# Work to complete
A. According to the AI and machine learning page, what is generalised Masked Language Modelling applied to in SoilGPT?
B. From the AI and machine learning page, extract the passage starting with "Physics-Informed, Multi-Modal ML" and going on through "robustness, and interpretability.", copied word for word.
C. Decide whether each statement agrees with the AI and machine learning page. For each, answer yes or no and quote the words from the page that decide it.
(i) ERP-GPT connects the team's soil data to farmers, land managers, and soil scientists.
(ii) The SoilFormer repository holds only pretrained weights.
(iii) Data in the global soil corpus is checked only by automated tools.

AI & machine learning
Our AI Focus delivers science-driven, practical solutions through three pillars:
ERP-GPT: Data + Knowledge for Users A domain-grounded AI assistant that connects our soil data and expertise directly to farmers, land managers, and soil scientists—turning complex insights into clear, actionable guidance.
Physics-Informed, Multi-Modal ML Models that combine wave physics with sensor, spatial, and field data for accuracy, robustness, and interpretability.
ML-Ready Global Soil Data Clean, harmonised global soil datasets built for reliable, scalable machine learning and Retrieval Augmented Generation.
Together, these pillars create a unified, user-centred approach to next-generation soil intelligence.
ERP TEAM

Prof Tarje Nissen-Meyer

Dr Kuangdai Leng

Dr Matteo Bagagli

Dr Joe Collins
Deliverables
The repository provides integrated sample–feature representations in both tabular and dictionary formats, along with metadata and associated asset files. It also includes intermediate outputs from the data standardization process, as well as the scripts and schema definitions used to construct LUCAS-MEGA.
This repository contains the architecture, pretrained weights, and training scripts for SoilFormer. It enables reproduction of the representation learning experiments and supports further development on LUCAS-MEGA.
This repository provides APIs, prompt templates, and related resources for ERP-GPT-EU, supporting tool-augmented interaction with the dataset through natural language.
SoilGPT:
We unify Soil Science and Seismology through generalised Masked Language Modelling (MLM) on multi-modal tokens, integrating data-driven learning with soil & wave physics.
Global Soil Data
We develop a multi-agent system that automatically processes and fuses the vast range of soil datasets available worldwide, covering Europe, Africa, North America, South America, and beyond. This system brings together multidisciplinary information—including physical, chemical, and biological properties; nutrients; soil functions; and contamination or threat indicators—to create a comprehensive global resource.
The result is an ML-ready corpus with a unified, sample-based structure, accessible through a consistent API. All data undergoes strict human sanity checks and is enriched with rich natural-language annotations, ensuring both technical reliability and clarity for downstream applications.

Localization data with one point per instance
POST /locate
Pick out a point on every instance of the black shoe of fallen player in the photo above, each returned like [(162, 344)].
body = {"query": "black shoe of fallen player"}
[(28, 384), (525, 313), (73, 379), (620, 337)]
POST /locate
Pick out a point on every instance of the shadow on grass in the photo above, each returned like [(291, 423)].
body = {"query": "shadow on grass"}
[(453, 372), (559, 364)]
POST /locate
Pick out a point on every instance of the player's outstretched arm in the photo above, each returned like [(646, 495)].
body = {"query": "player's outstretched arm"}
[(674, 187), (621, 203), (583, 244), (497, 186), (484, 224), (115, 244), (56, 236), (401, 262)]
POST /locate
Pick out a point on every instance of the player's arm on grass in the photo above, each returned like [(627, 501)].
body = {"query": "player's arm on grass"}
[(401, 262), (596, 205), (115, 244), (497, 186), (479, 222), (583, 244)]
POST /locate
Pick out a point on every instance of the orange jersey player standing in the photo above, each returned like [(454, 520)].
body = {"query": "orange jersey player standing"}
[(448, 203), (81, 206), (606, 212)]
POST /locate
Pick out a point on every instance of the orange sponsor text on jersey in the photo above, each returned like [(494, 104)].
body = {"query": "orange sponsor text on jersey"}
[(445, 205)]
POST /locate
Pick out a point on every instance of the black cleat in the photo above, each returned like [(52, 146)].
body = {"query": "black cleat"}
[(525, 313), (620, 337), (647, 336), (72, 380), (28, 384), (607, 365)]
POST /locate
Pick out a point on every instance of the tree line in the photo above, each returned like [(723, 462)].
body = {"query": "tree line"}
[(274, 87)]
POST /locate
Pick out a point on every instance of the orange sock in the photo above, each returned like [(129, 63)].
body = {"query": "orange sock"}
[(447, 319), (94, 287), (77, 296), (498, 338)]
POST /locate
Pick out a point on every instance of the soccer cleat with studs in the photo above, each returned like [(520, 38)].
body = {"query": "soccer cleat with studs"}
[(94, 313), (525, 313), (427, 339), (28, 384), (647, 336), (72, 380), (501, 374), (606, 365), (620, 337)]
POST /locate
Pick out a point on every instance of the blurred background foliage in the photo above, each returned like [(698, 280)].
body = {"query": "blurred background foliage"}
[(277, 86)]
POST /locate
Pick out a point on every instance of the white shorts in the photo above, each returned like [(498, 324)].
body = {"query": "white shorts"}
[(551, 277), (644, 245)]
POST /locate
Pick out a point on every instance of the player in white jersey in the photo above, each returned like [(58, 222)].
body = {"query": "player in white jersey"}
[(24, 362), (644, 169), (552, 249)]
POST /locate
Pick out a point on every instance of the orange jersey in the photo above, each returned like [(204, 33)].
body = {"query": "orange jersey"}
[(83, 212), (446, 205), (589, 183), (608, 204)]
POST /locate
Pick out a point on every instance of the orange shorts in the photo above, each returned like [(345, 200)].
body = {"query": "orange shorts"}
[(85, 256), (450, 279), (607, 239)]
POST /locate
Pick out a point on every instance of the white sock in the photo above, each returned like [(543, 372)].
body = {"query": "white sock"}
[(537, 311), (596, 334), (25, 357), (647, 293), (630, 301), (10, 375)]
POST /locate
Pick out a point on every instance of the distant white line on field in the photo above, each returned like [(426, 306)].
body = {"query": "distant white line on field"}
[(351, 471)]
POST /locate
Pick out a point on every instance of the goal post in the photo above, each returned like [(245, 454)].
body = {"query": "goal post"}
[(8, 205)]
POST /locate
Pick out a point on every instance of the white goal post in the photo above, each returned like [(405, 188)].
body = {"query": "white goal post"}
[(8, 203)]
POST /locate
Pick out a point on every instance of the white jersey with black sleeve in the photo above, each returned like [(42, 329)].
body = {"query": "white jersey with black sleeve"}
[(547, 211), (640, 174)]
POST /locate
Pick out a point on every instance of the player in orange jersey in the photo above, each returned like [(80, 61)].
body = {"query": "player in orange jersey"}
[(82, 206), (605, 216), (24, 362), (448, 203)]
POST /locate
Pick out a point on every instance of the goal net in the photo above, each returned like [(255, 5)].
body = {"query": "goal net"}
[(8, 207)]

# Numbered responses
A. Multi-modal tokens.

B.
Physics-Informed, Multi-Modal ML Models that combine wave physics with sensor, spatial, and field data for accuracy, robustness, and interpretability.

C.
(i) Yes: "connects our soil data and expertise directly to farmers, land managers, and soil scientists"
(ii) No: "contains the architecture, pretrained weights, and training scripts for SoilFormer"
(iii) No: "All data undergoes strict human sanity checks"